** START OF PASSAGE GIVEN **
Baozi (Chinese: 包子), or simply bao, is a type of yeast-leavened filled bun[1] in various Chinese cuisines. There are many variations in fillings (meat or vegetarian) and preparations, though the buns are most often steamed. They are a variation of mantou from Northern China.

Two types are found in most parts of China: Dàbāo (大包, "big bun"), measuring about ten centimetres (four inches) across, served individually, and usually purchased for take-away. The other type, Xiǎobāo (小包, "small bun"), measures approximately five centimetres (two inches) wide, and are most commonly eaten in restaurants, but may also be purchased for take-away. Each order consists of a steamer containing between three and ten pieces. A small ceramic dish for dipping the baozi is provided for vinegar or soy sauce, both of which are available in bottles at the table, along with various types of chili and garlic pastes, oils or infusions, fresh coriander and leeks, sesame oil, and other flavorings.

Baozi are popular throughout China and have made their way into the cuisines of many other countries through the Chinese diaspora.
** END OF PASSAGE GIVEN **
## WRITTEN INSTRUCTION A
According to the baozi passage, how wide is a Xiǎobāo?
The listing has no connection to the baozi passage.
** START OF RECORDED DATA **
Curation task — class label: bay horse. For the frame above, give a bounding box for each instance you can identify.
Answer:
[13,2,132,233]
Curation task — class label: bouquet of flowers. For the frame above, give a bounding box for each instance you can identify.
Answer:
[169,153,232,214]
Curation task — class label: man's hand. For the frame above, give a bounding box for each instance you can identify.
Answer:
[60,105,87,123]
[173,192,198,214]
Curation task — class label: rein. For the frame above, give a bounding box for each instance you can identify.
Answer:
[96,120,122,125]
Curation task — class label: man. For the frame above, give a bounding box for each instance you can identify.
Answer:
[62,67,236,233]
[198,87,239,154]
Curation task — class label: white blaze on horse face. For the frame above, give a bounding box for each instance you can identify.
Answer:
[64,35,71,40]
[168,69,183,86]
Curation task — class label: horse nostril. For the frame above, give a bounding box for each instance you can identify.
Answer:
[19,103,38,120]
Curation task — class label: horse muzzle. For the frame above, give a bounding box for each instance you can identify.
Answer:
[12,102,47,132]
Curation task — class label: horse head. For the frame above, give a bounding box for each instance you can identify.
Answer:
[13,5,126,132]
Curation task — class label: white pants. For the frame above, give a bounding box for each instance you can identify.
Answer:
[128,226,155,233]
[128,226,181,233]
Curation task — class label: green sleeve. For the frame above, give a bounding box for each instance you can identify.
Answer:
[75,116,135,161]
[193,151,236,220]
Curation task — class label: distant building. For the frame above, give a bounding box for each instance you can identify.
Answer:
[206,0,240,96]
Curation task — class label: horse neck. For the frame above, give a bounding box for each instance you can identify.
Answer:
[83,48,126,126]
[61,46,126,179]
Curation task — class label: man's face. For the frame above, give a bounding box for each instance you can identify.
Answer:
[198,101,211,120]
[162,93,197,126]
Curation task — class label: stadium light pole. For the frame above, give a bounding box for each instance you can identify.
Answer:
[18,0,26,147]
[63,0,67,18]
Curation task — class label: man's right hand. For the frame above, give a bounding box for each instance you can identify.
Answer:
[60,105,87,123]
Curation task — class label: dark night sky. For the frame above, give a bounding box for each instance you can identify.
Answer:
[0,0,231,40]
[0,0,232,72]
** END OF RECORDED DATA **
## WRITTEN INSTRUCTION B
In the listing, take the part that opens with the line containing "Curation task — class label: horse nostril." and closes with the line containing "[12,102,47,132]", and write it out with "muzzle" swapped for "snout", changing nothing else. Give only those lines.

## CORRECT RESULT A
Approximately five centimeters (two inches) wide.

## CORRECT RESULT B
Curation task — class label: horse nostril. For the frame above, give a bounding box for each instance you can identify.
Answer:
[19,103,38,120]
Curation task — class label: horse snout. For the frame above, give a bounding box for each instance you can identify.
Answer:
[12,102,47,132]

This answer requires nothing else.